Extrait fourni =
◆ ◆ ◆

Nous mettons en évidence aussi l’émergence d’un « hédonisme sécuritaire », présent aux Pays-Bas, hier avec Pim Fortuyn et aujourd’hui avec Geert Wilders. « Jouir sans entraves » mais à l’abri d’un appareil sécuritaire renforcé, voilà la logique de ces nouvelles extrêmes droites qui ne sont plus contre-révolutionnaires mais utilisent les acquis sociétaux en opposition au conservatisme moral de certaines populations issues de l’immigration de culture islamique. En France, nous avons eu un aperçu de cette réalité avec les grotesques « apéros saucissons pinard ». C’est ce que l’on appelle les « paniques morales », très bien définies par le sociologue anglais Stanley Cohen, et qui sont une des causes de la droitisation de nos pays.
Le risque est d’aboutir à une situation de permanente recomposition des droites dans la mondialisation. La recomposition permanente de la base idéologique des droites doit inciter la gauche à penser les problèmes « d’insécurisation » économique, sociale mais aussi culturelle, comme le dit très bien Alain Mergier.
Durant l’été 2011, le politologue Jean-Yves Camus abordait la notion d’identité comme élément de division des droites. « Pour combien de temps encore ? » s’interrogeait-il. Que vous inspire ce questionnement au moment où l’UMP semble de plus en plus poreuse à la stratégie frontiste de recomposition des droites autour de lui ?

◆ ◆ ◆

Données fournies =
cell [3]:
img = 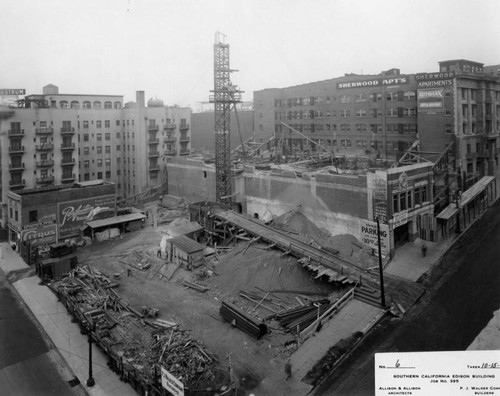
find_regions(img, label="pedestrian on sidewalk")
[285,360,292,380]
[422,243,427,257]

◆ ◆ ◆

À faire =
1) Relevez toutes les personnes nommées dans l'extrait sur la recomposition des droites.
2) Recopiez sans rien changer le passage de l'extrait sur la recomposition des droites qui va de « Le risque est » à « autour de lui ? ».

Résultats =
1)
Pim Fortuyn
Geert Wilders
Stanley Cohen
Alain Mergier
Jean-Yves Camus

2)
Le risque est d’aboutir à une situation de permanente recomposition des droites dans la mondialisation. La recomposition permanente de la base idéologique des droites doit inciter la gauche à penser les problèmes « d’insécurisation » économique, sociale mais aussi culturelle, comme le dit très bien Alain Mergier.
Durant l’été 2011, le politologue Jean-Yves Camus abordait la notion d’identité comme élément de division des droites. « Pour combien de temps encore ? » s’interrogeait-il. Que vous inspire ce questionnement au moment où l’UMP semble de plus en plus poreuse à la stratégie frontiste de recomposition des droites autour de lui ?